[Opening EXTRACTED TEXT section]
But Renzi is likely to win and it is predictable that, as the Italian judge and constitutionalist Gustavo Zagrebelski wrote in La Stampa (09.03.17), a return to Renzi’s slogans and empty words “will bring pitfalls to the Party”, which he contends will lose it its identity. He cites an example of a typical Renzi rallying call , (Trump, Farage etc. use similar phrases) “We Democrats love Italy”. Ezio Mauro’s La Repubblica editorial written to commemorate Italy’s 25 April Liberation Day concluded by saying that to follow the path of “republican democracy” the country needs to continually remember “the choice of “resistance” to dictatorship”.
The M5S is the only other group that can mount a challenge to the Pd in a national election. As Orecchiette has said before, it is a Movement and a private company, run by the unelected Beppe Grillo and Davide Casaleggio, IT expert and son of the previous owner. It is not a democratic party, it might appear (unjustifiably) to have democratic elements but it is run as a dictatorship.
Evidence of this illusion of democracy was seen earlier this year in Genova. Marika Cassimatis was selected by the customary on-line members’ poll to be the mayoral candidate for elections in June. She won with 362 votes to 338. She has a doctorate in Geographical Sciences and had been a member since 2012. However, Grillo believed that she hadn’t followed the principles of M5S “before, during and after the selection” and he would not ratify her candidature. He said that he couldn’t support someone that he wasn’t 100% sure about and it had been “an impartial selection, strongly meritocratic”. Because she had signed the candidates’ form agreeing that M5S reserved the right to exclude people from the candidature, she was unable to mount a legal challenge. Whatever her suitability, the unavoidable point is that Grillo, rather than a selective group or elected party hierarchy, made the decision himself.
[Closing EXTRACTED TEXT section]
- **YOUR INSTRUCTIONS**: Duplicate the text on Italian politics between "The M5S is the" and "as a dictatorship.", inclusive.
[Opening RECORD EXTRACTS section]
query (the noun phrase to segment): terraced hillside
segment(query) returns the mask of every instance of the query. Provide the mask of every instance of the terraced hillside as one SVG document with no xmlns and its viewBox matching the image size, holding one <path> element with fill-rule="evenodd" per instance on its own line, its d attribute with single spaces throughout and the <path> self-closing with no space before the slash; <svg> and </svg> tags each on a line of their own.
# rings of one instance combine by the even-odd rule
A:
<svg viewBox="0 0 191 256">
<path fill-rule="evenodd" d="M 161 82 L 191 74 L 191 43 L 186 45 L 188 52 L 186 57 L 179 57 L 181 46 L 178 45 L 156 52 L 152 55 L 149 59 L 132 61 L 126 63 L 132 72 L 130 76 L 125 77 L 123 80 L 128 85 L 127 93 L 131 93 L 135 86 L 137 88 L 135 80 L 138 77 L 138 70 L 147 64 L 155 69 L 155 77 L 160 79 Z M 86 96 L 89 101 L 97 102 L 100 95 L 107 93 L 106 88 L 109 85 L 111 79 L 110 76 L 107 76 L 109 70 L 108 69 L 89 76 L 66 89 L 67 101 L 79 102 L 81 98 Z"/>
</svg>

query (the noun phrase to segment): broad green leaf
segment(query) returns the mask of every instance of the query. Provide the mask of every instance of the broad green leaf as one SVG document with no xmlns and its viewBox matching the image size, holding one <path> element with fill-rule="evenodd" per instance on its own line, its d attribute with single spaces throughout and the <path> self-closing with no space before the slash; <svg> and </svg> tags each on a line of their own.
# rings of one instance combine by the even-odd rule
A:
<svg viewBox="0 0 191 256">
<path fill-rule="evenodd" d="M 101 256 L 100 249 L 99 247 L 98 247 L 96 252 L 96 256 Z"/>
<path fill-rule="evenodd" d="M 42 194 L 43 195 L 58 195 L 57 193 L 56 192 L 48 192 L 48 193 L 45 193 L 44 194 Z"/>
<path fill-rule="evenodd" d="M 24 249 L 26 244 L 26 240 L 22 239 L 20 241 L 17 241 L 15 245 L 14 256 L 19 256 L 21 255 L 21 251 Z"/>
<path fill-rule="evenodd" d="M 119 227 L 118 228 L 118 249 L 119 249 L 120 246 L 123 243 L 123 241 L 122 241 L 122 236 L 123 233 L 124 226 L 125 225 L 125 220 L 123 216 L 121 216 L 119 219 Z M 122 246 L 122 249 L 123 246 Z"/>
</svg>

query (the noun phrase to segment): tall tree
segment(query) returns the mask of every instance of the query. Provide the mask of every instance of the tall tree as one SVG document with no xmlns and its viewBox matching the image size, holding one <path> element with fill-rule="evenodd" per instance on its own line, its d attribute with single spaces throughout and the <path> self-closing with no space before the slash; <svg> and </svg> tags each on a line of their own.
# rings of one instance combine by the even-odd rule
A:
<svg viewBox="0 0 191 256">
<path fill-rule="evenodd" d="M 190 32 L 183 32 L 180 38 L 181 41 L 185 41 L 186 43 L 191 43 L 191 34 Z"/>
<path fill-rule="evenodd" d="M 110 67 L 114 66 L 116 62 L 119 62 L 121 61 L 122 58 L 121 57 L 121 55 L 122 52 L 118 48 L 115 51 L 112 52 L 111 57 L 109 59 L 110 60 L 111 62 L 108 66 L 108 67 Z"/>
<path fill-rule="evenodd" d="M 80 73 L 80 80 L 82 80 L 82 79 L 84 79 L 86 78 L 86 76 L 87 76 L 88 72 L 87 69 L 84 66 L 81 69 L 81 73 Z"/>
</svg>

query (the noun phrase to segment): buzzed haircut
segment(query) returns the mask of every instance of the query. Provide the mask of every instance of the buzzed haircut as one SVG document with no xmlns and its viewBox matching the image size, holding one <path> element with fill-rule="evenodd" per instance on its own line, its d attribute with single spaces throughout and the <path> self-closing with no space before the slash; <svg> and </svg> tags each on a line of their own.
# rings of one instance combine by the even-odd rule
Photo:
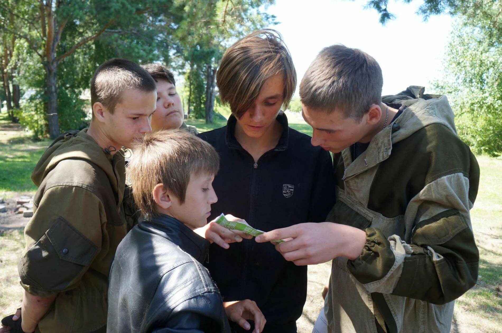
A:
<svg viewBox="0 0 502 333">
<path fill-rule="evenodd" d="M 128 89 L 151 92 L 157 90 L 157 85 L 152 76 L 135 62 L 118 58 L 108 60 L 97 68 L 91 80 L 91 105 L 99 102 L 113 113 L 122 92 Z"/>
<path fill-rule="evenodd" d="M 281 34 L 257 30 L 239 40 L 223 54 L 216 73 L 220 99 L 240 118 L 255 102 L 265 81 L 276 74 L 284 81 L 284 108 L 296 88 L 296 71 Z"/>
<path fill-rule="evenodd" d="M 164 80 L 173 85 L 176 85 L 174 75 L 166 66 L 160 64 L 147 64 L 142 65 L 141 67 L 148 72 L 148 74 L 152 76 L 155 82 L 158 82 L 159 80 Z"/>
<path fill-rule="evenodd" d="M 378 63 L 357 49 L 332 45 L 314 59 L 300 84 L 302 103 L 314 111 L 337 108 L 360 122 L 382 101 L 384 79 Z"/>
<path fill-rule="evenodd" d="M 148 133 L 133 149 L 127 174 L 134 201 L 144 214 L 158 214 L 153 194 L 157 184 L 163 184 L 183 204 L 191 176 L 212 176 L 219 169 L 213 146 L 183 130 Z"/>
</svg>

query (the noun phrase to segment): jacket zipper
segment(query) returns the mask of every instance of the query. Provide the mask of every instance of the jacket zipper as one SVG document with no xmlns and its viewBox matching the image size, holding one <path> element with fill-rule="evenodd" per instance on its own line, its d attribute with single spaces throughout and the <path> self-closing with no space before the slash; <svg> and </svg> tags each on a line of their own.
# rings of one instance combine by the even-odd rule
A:
<svg viewBox="0 0 502 333">
<path fill-rule="evenodd" d="M 249 155 L 250 157 L 252 158 L 252 156 Z M 251 176 L 251 189 L 250 189 L 250 196 L 249 199 L 249 217 L 248 218 L 248 221 L 247 223 L 249 223 L 250 225 L 253 225 L 253 213 L 255 211 L 255 198 L 256 196 L 255 195 L 255 192 L 256 191 L 256 178 L 257 178 L 257 169 L 258 169 L 258 162 L 257 161 L 254 161 L 253 165 L 253 170 L 252 171 L 252 176 Z M 242 299 L 244 299 L 245 294 L 245 288 L 246 288 L 246 275 L 247 273 L 247 265 L 248 261 L 249 256 L 249 252 L 251 251 L 251 246 L 252 246 L 249 242 L 246 242 L 244 244 L 244 268 L 242 269 L 242 277 L 243 281 L 242 283 L 242 288 L 240 289 L 240 298 Z"/>
</svg>

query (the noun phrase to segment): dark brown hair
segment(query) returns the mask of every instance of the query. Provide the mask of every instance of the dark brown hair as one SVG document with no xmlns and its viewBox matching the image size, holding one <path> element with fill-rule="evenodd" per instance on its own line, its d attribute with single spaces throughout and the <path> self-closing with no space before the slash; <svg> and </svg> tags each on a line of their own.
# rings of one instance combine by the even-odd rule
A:
<svg viewBox="0 0 502 333">
<path fill-rule="evenodd" d="M 134 149 L 127 174 L 135 202 L 143 214 L 157 214 L 153 197 L 157 184 L 163 184 L 183 204 L 191 176 L 215 175 L 219 169 L 219 157 L 212 146 L 183 130 L 147 134 Z"/>
<path fill-rule="evenodd" d="M 296 88 L 296 72 L 281 34 L 258 30 L 236 42 L 223 54 L 216 73 L 220 99 L 240 118 L 260 95 L 267 79 L 276 74 L 284 80 L 286 108 Z"/>
<path fill-rule="evenodd" d="M 97 68 L 91 80 L 91 105 L 99 102 L 113 113 L 122 92 L 127 89 L 150 92 L 156 91 L 157 86 L 150 75 L 136 63 L 118 58 L 108 60 Z"/>
<path fill-rule="evenodd" d="M 148 72 L 148 74 L 152 76 L 156 82 L 159 82 L 159 80 L 164 80 L 171 84 L 176 85 L 174 75 L 166 66 L 160 64 L 147 64 L 142 65 L 141 67 Z"/>
<path fill-rule="evenodd" d="M 360 121 L 369 107 L 382 101 L 384 80 L 378 63 L 357 49 L 325 48 L 311 64 L 300 84 L 302 103 L 330 113 L 341 110 Z"/>
</svg>

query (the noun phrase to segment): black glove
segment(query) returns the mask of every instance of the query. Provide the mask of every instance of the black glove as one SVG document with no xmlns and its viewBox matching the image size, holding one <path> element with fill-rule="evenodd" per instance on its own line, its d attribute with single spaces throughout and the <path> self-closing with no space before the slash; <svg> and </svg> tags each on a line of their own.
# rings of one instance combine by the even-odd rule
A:
<svg viewBox="0 0 502 333">
<path fill-rule="evenodd" d="M 14 314 L 8 315 L 7 317 L 2 319 L 2 324 L 4 326 L 8 326 L 11 327 L 10 333 L 25 333 L 21 328 L 21 317 L 20 316 L 19 319 L 17 320 L 12 319 L 14 316 Z"/>
</svg>

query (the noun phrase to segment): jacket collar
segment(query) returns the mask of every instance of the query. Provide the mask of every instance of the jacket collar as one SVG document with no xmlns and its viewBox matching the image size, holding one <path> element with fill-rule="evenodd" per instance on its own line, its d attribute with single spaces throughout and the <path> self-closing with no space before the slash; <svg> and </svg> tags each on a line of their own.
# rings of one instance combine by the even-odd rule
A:
<svg viewBox="0 0 502 333">
<path fill-rule="evenodd" d="M 169 240 L 201 263 L 207 256 L 209 241 L 173 217 L 161 214 L 145 218 L 140 223 L 139 227 Z"/>
<path fill-rule="evenodd" d="M 289 140 L 289 127 L 288 127 L 288 117 L 286 117 L 284 112 L 281 111 L 276 118 L 279 123 L 283 126 L 283 132 L 281 134 L 279 141 L 277 142 L 277 145 L 273 150 L 285 150 L 288 148 L 288 142 Z M 240 143 L 235 138 L 235 124 L 237 123 L 237 119 L 233 115 L 230 115 L 228 117 L 228 120 L 226 122 L 226 137 L 225 142 L 226 146 L 228 148 L 233 149 L 243 149 Z"/>
<path fill-rule="evenodd" d="M 390 103 L 386 103 L 389 105 Z M 393 105 L 397 107 L 397 105 Z M 342 179 L 347 180 L 352 176 L 369 170 L 376 164 L 385 160 L 391 155 L 392 151 L 393 137 L 401 129 L 403 114 L 409 112 L 405 109 L 401 115 L 385 128 L 377 133 L 373 136 L 366 150 L 352 160 L 352 149 L 348 147 L 342 150 L 342 157 L 345 167 Z"/>
</svg>

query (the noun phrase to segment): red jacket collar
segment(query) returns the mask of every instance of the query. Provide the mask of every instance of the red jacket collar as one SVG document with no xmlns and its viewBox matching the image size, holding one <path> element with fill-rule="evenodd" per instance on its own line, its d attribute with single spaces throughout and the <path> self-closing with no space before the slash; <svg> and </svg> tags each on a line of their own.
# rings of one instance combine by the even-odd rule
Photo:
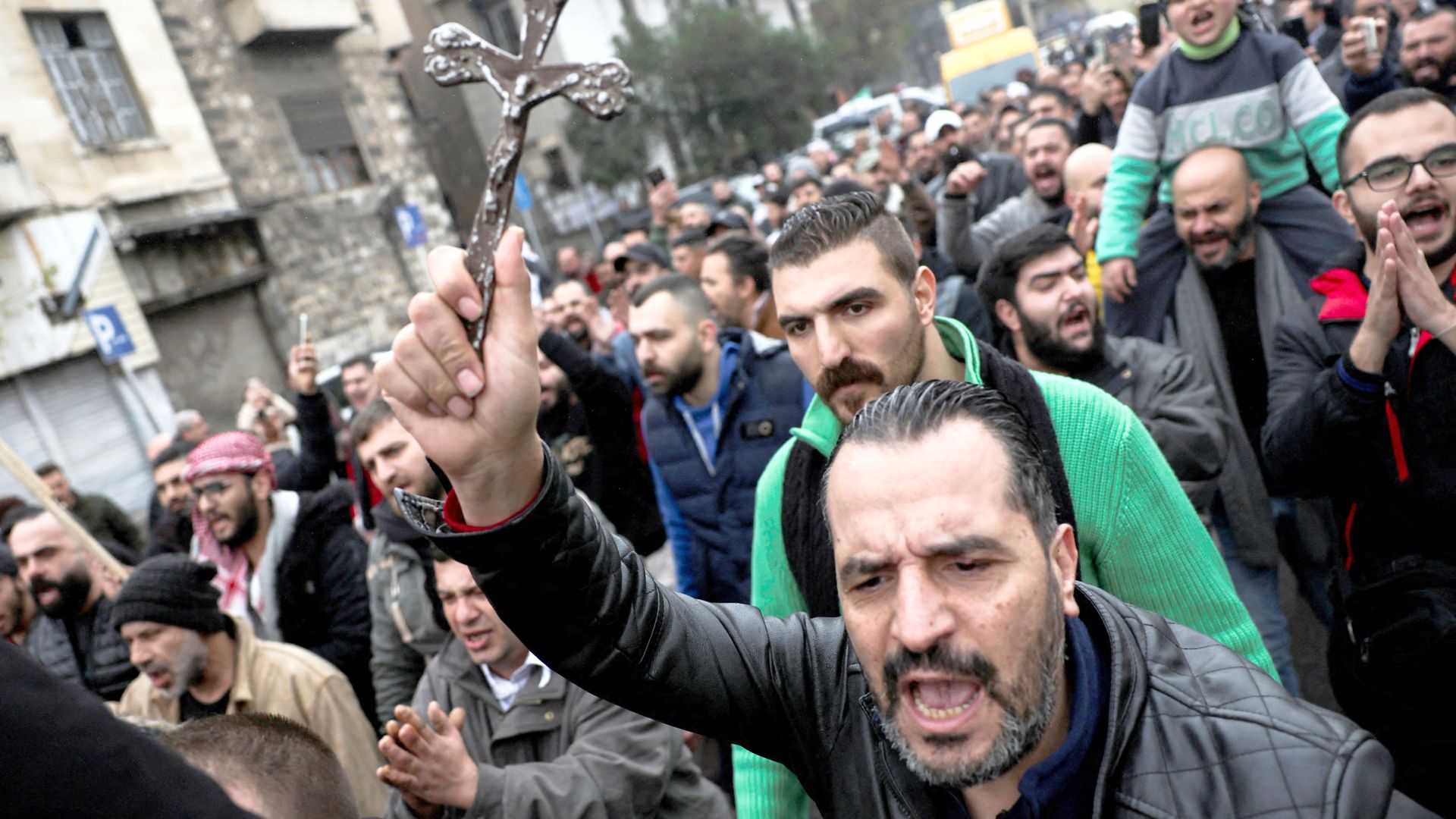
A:
<svg viewBox="0 0 1456 819">
<path fill-rule="evenodd" d="M 1364 318 L 1366 302 L 1370 291 L 1366 290 L 1360 274 L 1342 267 L 1326 270 L 1309 280 L 1310 289 L 1325 297 L 1325 305 L 1319 309 L 1319 321 L 1360 321 Z"/>
</svg>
[Closing RECORD EXTRACTS section]
- **RESPONSE BOX**:
The M5S is the only other group that can mount a challenge to the Pd in a national election. As Orecchiette has said before, it is a Movement and a private company, run by the unelected Beppe Grillo and Davide Casaleggio, IT expert and son of the previous owner. It is not a democratic party, it might appear (unjustifiably) to have democratic elements but it is run as a dictatorship.